Repeat the data below from the line that contains "Pick out every instance of the drinking" through the line that contains "Pick out every instance of the elderly", putting "watch" in place of "wristwatch" and keeping everything else unchanged. Return only those lines.

============================================================

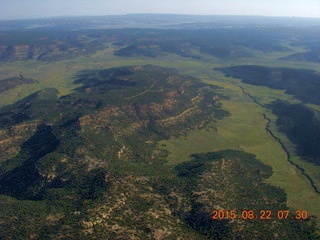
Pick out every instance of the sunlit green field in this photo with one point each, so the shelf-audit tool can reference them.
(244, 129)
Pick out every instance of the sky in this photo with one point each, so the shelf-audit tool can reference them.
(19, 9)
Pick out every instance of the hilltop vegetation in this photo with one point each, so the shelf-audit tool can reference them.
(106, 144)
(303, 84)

============================================================

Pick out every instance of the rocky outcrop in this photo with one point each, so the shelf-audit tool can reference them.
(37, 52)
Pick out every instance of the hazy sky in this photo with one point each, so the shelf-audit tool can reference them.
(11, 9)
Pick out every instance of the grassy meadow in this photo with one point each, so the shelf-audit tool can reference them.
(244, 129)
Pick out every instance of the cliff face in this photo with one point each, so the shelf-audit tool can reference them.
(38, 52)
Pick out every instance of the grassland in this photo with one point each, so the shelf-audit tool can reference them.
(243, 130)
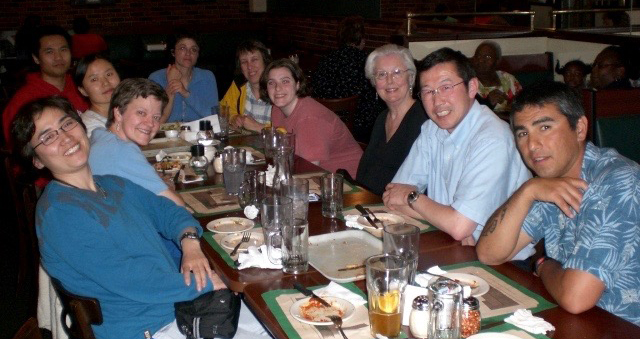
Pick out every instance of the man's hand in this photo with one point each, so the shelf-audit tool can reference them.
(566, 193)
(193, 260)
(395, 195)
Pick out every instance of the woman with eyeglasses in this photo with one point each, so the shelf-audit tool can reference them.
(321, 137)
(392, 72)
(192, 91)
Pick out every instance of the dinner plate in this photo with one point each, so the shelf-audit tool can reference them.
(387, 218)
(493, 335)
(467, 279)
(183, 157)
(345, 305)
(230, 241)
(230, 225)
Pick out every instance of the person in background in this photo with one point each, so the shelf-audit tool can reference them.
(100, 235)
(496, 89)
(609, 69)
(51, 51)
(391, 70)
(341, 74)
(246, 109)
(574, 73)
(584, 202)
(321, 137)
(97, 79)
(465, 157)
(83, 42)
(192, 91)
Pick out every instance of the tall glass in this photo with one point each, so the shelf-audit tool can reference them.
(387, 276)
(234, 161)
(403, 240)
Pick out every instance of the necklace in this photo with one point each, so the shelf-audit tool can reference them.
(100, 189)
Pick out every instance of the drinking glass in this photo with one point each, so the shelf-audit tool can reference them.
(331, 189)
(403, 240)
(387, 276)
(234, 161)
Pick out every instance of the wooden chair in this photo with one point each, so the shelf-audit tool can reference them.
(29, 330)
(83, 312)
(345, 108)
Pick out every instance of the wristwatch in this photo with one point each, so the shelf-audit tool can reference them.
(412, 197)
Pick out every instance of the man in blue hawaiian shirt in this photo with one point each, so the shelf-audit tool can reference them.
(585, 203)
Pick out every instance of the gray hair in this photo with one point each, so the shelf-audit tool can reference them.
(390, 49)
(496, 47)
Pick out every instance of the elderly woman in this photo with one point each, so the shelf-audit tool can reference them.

============================================================

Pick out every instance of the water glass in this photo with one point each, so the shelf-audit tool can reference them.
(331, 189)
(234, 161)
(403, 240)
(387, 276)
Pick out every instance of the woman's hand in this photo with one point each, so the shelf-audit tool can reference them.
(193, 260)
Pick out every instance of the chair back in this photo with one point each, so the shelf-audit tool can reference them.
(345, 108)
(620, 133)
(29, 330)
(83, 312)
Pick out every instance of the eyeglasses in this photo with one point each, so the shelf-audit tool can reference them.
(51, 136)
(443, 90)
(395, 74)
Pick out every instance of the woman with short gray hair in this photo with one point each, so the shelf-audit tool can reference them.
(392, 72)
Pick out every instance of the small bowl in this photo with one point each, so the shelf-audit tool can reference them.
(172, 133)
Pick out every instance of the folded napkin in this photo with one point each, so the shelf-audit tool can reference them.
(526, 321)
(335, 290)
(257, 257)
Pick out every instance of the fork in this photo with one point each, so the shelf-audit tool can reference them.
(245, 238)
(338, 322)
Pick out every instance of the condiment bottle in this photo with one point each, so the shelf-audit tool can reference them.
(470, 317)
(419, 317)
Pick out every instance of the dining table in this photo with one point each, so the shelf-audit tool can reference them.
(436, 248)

============================================================

▸ Answer in full:
Pick out every instance of the drinking glass in this photo with one point each, so the shelf-audit tool can reference them.
(331, 189)
(403, 240)
(387, 276)
(234, 161)
Pick out every instance of the wooden chair in this photo with one point each, so the shelf-audit tool can reference them.
(29, 330)
(83, 312)
(345, 108)
Pick out every instance of the watch in this photo with one point each, so the shelf-audit tool can reference them.
(412, 197)
Pick out every instance of the man in blue hawaiian shirt in this photo with one point each, so the shelf-audit tool can reference them.
(585, 203)
Pick out every instance of the gray hair in this photo with one point each, so the shelf-audit tool can reference them.
(390, 49)
(496, 47)
Pick out every instance of the elderly woman in this photo with one point each, so the shelf-audit tool can reference them.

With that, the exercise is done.